Dog Days of Summer/2007
Directed by: Mark Freiburger
Starring: Will Patton, Devon Gearheart, Colin Ford
The Plot: A Drifter (Will Patton) drifts into a quaint Southern town and changes the lives of two young boys (Devon Gearheart and Colin Ford) who make his strange acquaintance. Knowing the peculiar histories of Drifters dressed all in black who arrive and leave under a shroud of mystery, and the standard formula for your garden variety coming-of-age story, it doesn't take a road map to see where Dog Days of Summer is heading. Something Wicked This Way Comes...
The Good: First off I would like to thank Anchor Bay for sending me these screeners for their movies. Dog Days of Summer will be released tomorrow on DVD.
If you're a fan of overblown nostalgic film-pieces - and by that I mean movies like Dennis Quaid's Frequency or Richard Donner's much better Radio Flyer, or even Ray Bradbury's literary work like Dandelion Wine, or Stephen King's more sentimental short stories, (I'm thinking My Pretty Pony here) you might find something in Dog Days to kick back and zone out with. I however...
The Bad: Did not.
So Dog Days of Summer is obviously nostalgia made manifest. And the Bradbury influence is powerful in every frame of the film. The real problem is Ray Bradbury's a fantastic writer, (as is the aforementioned Mr. King) - Travis Beacham and Mark Freiburger, well they're not. At least not on that level. I doubt Mr. Bradbury or Mr. King would have ever named one of their own mysterious strangers Eli Cottonmouth...
These two filmmakers might know what yesteryear should seem like, or at least what a movie incarnation of youth and pre-adulthood should look like, but they've never really been there. At least that's what I was thinking as I watched their movie. In fact I'm actually wondering if these two men were ever real boys at one time - or just apartment rats playing video games and taking dips in the ball pool at the local McDonalds. They certainly were never like the two young kids they chose to base a film upon. That fact is made obvious when you try and decipher exactly what year Dog Days of Summer is taking place in. It's a modern story, set to flashbacks. But are we flashingback to the late 60's? Is this the 80's? The clothes say maybe, the cars say sorta', the kids shoes and toys say 2009. It's the kind of detail flub that can drive a discerning film viewer a bit mad.
# # # #
◆ **EXERCISE 1**
In the review of Dog Days of Summer, what name did the filmmakers give their mysterious stranger?
◆ **EXERCISE 2**
In the Dog Days of Summer review, rewrite the stretch from "If you're a" through "Bad: Did not.", putting "relax" in place of "zone out".
◆ **EXERCISE 3**
Carry the Dog Days of Summer review forward from its final sentence.
The records aren't needed here.

◆ **DATA PROVIDED**
# # # #
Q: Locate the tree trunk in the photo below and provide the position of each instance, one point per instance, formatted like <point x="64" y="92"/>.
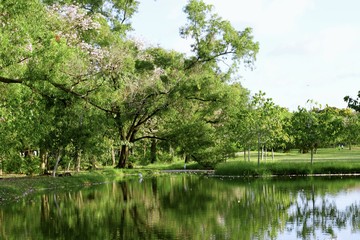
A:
<point x="153" y="150"/>
<point x="123" y="156"/>
<point x="44" y="160"/>
<point x="57" y="162"/>
<point x="258" y="150"/>
<point x="113" y="156"/>
<point x="78" y="161"/>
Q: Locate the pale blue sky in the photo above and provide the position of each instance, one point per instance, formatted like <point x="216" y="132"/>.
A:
<point x="309" y="49"/>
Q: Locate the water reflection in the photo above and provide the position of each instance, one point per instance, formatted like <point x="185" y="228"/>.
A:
<point x="191" y="207"/>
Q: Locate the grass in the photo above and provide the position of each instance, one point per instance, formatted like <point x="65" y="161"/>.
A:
<point x="326" y="161"/>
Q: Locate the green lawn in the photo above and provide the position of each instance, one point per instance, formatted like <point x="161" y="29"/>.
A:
<point x="323" y="154"/>
<point x="326" y="161"/>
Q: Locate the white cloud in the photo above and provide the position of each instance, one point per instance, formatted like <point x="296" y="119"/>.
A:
<point x="268" y="17"/>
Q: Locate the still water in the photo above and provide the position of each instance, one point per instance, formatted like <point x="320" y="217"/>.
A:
<point x="191" y="207"/>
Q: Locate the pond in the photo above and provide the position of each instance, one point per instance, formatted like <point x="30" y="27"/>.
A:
<point x="191" y="207"/>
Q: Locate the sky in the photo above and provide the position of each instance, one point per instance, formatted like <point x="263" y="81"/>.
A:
<point x="309" y="49"/>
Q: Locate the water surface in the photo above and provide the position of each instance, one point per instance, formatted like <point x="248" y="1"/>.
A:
<point x="191" y="207"/>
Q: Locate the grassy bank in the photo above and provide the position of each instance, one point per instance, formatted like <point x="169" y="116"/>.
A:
<point x="286" y="168"/>
<point x="326" y="161"/>
<point x="13" y="188"/>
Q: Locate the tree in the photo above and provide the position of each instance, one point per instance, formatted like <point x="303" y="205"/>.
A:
<point x="353" y="103"/>
<point x="306" y="130"/>
<point x="80" y="51"/>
# # # #
◆ **WRITTEN RESPONSE 1**
Eli Cottonmouth

◆ **WRITTEN RESPONSE 2**
If you're a fan of overblown nostalgic film-pieces - and by that I mean movies like Dennis Quaid's Frequency or Richard Donner's much better Radio Flyer, or even Ray Bradbury's literary work like Dandelion Wine, or Stephen King's more sentimental short stories, (I'm thinking My Pretty Pony here) you might find something in Dog Days to kick back and relax with. I however...
The Bad: Did not.

◆ **WRITTEN RESPONSE 3**
To me it came off just as hazy and sick in love with it's strong recollection of a time and a place that really only existed in the foggy memory bankss of grown men - but not based on personal experience, but on better fictional tales they read written by other writers. This film is dripping with Bradbury and King influences. From Something Wicked to Needful Things, we've all seen this place before. As it stands Dog Days comes off as a a smudged photocopy of those stories.
The Ugly: The only really big gripe I have about Dog Days - well bigger gripe I have than that thick smear of criticism I lay down in the last three paragraphs of this review - is that this movie certainly didn't seem like it was made for kids. There's a whole lot of things going on in this film that come off much more adult than I believe your average 10 year old will get a grasp on, or will even care to follow. Marital infidelity, crisis of faith, infanticide, baseball bat beatings of the eldery... I doubt Walt Disney would have ever sailed these rough waters in one of his films...
The Verdict: Dog Days is watchable. It might even make you reflect on your own sunny youth as well. But not on anything you may have personally experienced or discovered during that time period in your life - just the 10 or 15 books and movies you may have seen and read while growing up that told this same story a whole lot better...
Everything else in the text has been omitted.